:: What to do ::
**a)** Decide whether each statement agrees with the excerpt on writing, answering yes or no and quoting the words that decide it: (i) the writer knows of writers who manage never to write at all; (ii) the writer says pauses in writing can always be avoided; (iii) the novel is due to appear next month.
**b)** In the excerpt on writing, what does the writer compare not writing to?
**c)** Please list every way the writer names of getting started on work in the excerpt on writing.

:: Excerpt to read ::
------
Now, perhaps because I am old and tired, I may kick off by doing a bit of voice-work to wake myself up, I may embark on a new project by having a thorough wash and brush-up, or I may just tell myself: Here we go, then.
I am aware that there are writers who successfully avoid ever having to write at all. Whatever creative energies they may possess have been completely absorbed by displacement activities. These activities often include dressing, sounding and standing (if not drinking – in fact, usually drinking . . .) like an author, and so these individuals can seem far more convincing as artists of the well-turned phrase than many people who actually have been published. When I was starting to write, I found this type very confusing. Indoors, I was bewildered by both writing and not writing. I didn’t know how to say what I wanted to, or if I really wanted me to, or if anyone else wanted me to. Out in the world, here were these amazing excuses to never bother about such things again. Their path was a temptation. But I did realise it also led to a horrible, horrible dead end.
I have, in my professional life, met numberless writers who seemed paralysed by their own desire to write, who had intelligent and reasonable excuses
for not starting, not committing, not getting on with it, who could trump any arguments or suggestions I might make towards putting anything on paper. It is nice to win arguments, but not if it means you deny yourself the chance to do something beautiful and intensely alive. Win or lose, you have to be in the game to play it, and writing is a game which can deepen and enrich any player’s experience, moment by moment. We can all feel we’re not really up to it on any given day – and sometimes we’re right, we should take a break. But not writing – that would be like not speaking, not touching, not kissing. Pauses are probably unavoidable, but perhaps use yours, enjoy them, shorten them until you can find their edge. We might look at it like this: kissing is good, but kissing after five or ten seconds of well-informed waiting – that can be better. Onwards.
LI
SO. WE HAVE together gone through the process of researching a novel and then preparing to write, starting to write, continuing to write, finishing, losing the author’s marbles, finding the author’s marbles, rewriting, tweaking, discussing the cover of, hammering out the cover blurb for and generally the entire genesis of a novel. Next month the bloody thing – wearing its cover and blurb – will actually appear to annoy people in person. To those of you who have been around throughout, thank you for your company and support. (And a big hello to all those of you who think I’m a Left-Wing fanatic who should be shot as soon as possible. Somehow, the fact that you are of that opinion makes me delighted that you can manage to hold it of harmless old me.) Given that we’ve been trundling along for some considerable period now, I would imagine that a number of you have also completed projects. If this is the case, I hope they prosper.
------
Collected data entries
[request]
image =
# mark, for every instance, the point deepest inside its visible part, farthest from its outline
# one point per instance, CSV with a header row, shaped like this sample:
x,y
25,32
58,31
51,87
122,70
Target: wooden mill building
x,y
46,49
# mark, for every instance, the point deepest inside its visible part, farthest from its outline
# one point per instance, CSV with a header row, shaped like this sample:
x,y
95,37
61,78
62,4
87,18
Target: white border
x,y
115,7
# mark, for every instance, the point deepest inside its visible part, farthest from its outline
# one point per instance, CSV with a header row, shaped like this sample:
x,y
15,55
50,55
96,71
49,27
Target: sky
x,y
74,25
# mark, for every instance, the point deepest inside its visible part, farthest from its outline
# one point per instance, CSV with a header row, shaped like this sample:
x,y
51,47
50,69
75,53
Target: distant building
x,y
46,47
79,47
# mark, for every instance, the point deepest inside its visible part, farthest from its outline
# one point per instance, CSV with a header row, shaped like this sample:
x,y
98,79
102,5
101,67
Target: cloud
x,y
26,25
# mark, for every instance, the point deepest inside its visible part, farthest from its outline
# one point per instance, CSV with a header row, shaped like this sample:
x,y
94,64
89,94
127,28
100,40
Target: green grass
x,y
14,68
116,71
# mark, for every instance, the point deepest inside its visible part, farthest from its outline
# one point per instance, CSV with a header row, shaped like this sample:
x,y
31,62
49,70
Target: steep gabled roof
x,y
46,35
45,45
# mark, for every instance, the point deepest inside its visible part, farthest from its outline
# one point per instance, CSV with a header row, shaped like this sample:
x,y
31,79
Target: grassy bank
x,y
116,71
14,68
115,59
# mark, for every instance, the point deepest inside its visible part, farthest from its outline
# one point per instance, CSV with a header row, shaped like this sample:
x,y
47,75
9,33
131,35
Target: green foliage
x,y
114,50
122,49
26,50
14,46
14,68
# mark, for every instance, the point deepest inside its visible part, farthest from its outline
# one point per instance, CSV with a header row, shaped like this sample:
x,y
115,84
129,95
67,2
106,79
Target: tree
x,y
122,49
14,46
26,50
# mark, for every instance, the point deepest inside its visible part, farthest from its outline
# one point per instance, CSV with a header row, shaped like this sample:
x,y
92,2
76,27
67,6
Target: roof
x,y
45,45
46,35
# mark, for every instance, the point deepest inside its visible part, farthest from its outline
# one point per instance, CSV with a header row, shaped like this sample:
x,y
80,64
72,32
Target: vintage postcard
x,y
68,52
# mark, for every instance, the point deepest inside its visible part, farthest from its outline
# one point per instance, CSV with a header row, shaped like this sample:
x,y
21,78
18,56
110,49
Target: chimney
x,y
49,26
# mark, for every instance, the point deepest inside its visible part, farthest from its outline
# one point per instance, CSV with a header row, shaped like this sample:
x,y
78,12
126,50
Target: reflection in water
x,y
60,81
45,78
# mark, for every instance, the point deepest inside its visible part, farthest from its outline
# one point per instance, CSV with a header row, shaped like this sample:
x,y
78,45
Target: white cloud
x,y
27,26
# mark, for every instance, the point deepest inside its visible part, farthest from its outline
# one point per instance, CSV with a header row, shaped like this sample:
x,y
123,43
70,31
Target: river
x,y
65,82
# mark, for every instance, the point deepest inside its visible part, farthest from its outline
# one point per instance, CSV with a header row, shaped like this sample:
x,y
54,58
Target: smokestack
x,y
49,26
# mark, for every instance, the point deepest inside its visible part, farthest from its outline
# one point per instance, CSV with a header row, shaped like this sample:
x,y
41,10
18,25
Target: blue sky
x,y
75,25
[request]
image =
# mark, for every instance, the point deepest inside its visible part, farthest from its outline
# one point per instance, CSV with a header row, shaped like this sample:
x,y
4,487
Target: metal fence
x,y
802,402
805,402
------
:: Task-by-task answers ::
**a)**
(i) Yes: "I am aware that there are writers who successfully avoid ever having to write at all."
(ii) No: "Pauses are probably unavoidable"
(iii) Yes: "Next month the bloody thing – wearing its cover and blurb – will actually appear to annoy people in person."

**b)** Not writing would be like not speaking, not touching, not kissing.

**c)**
- Doing a bit of voice-work to wake up
- Having a thorough wash and brush-up
- Telling oneself: "Here we go, then."